━━━━━ PROVIDED ENTRIES ━━━━━
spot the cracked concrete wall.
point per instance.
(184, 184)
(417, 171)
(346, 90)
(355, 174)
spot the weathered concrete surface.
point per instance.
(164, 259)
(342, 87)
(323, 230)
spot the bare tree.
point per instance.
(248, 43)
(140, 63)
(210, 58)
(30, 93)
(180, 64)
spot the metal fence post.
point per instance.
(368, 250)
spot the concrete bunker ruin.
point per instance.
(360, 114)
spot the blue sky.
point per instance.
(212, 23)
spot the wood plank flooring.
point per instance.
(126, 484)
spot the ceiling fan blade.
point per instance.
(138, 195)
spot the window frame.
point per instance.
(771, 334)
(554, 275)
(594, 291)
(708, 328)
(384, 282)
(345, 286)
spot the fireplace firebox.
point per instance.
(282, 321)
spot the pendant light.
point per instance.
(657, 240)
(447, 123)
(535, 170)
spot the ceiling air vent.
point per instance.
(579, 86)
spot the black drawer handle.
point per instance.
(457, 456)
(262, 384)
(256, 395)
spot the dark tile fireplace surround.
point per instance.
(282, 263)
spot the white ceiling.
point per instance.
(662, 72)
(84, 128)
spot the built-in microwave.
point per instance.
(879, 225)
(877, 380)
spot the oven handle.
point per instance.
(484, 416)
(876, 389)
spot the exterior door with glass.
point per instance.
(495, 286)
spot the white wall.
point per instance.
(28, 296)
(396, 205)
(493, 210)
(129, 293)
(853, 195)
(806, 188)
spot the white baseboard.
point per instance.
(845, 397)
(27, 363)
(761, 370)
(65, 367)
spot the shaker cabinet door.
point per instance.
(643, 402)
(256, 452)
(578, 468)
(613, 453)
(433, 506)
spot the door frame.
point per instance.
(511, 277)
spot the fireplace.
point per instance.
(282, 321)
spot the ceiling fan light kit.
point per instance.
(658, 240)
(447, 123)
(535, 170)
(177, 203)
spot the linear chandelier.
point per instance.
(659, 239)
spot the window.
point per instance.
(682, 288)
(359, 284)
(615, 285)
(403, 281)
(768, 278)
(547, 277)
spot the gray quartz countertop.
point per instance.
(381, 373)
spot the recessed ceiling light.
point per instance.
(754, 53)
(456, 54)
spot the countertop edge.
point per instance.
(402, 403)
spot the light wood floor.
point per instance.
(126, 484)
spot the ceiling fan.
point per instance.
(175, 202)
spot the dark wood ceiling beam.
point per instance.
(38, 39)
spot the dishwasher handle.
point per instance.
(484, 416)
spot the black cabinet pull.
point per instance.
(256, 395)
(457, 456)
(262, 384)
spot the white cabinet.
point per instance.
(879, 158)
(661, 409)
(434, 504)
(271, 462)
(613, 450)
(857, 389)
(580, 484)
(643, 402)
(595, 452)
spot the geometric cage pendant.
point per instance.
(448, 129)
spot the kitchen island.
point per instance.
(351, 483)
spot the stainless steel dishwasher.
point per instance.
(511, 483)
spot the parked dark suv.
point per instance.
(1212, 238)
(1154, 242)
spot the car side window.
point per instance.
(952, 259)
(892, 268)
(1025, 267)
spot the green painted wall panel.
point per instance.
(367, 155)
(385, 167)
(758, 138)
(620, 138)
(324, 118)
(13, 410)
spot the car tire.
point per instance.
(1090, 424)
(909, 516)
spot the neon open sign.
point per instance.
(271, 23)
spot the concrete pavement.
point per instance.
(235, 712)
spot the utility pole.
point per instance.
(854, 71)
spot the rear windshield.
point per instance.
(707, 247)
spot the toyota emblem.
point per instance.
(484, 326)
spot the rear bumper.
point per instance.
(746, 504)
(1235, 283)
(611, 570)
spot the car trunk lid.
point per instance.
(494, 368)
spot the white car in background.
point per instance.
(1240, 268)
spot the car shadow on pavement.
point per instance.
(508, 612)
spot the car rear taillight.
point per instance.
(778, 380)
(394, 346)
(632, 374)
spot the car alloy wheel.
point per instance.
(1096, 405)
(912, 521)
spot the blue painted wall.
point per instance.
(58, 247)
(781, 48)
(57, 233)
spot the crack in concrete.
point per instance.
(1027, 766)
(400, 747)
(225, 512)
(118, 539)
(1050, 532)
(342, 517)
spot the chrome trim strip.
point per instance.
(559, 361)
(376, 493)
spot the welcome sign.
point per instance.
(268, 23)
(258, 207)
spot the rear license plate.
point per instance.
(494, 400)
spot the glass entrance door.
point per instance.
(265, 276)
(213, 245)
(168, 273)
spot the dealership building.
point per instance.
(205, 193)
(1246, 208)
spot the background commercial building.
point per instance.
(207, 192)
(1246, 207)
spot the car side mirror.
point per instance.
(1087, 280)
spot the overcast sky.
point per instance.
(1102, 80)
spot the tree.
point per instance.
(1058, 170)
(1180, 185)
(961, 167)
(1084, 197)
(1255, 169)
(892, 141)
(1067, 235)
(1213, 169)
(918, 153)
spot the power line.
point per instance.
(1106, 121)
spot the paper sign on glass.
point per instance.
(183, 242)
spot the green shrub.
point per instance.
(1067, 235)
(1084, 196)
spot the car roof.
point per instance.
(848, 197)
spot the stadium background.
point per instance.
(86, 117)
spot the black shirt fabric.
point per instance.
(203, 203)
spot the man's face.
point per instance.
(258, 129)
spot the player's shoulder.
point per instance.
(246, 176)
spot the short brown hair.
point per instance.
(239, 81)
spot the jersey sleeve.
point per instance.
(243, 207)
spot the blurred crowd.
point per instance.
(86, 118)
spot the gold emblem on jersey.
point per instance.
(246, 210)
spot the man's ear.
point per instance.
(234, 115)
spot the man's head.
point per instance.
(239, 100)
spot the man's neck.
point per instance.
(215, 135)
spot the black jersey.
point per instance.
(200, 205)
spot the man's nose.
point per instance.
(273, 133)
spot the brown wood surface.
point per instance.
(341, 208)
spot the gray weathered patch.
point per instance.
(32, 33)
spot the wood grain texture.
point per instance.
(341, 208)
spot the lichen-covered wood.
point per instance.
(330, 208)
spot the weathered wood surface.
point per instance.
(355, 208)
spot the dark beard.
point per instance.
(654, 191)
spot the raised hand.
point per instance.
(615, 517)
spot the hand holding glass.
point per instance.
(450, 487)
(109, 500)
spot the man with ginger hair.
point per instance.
━━━━━
> EXERCISE AIM:
What lines in the entries above include the string "blue"? Return each one.

> TASK ANSWER:
spot the blue sky.
spot the blue painted wall.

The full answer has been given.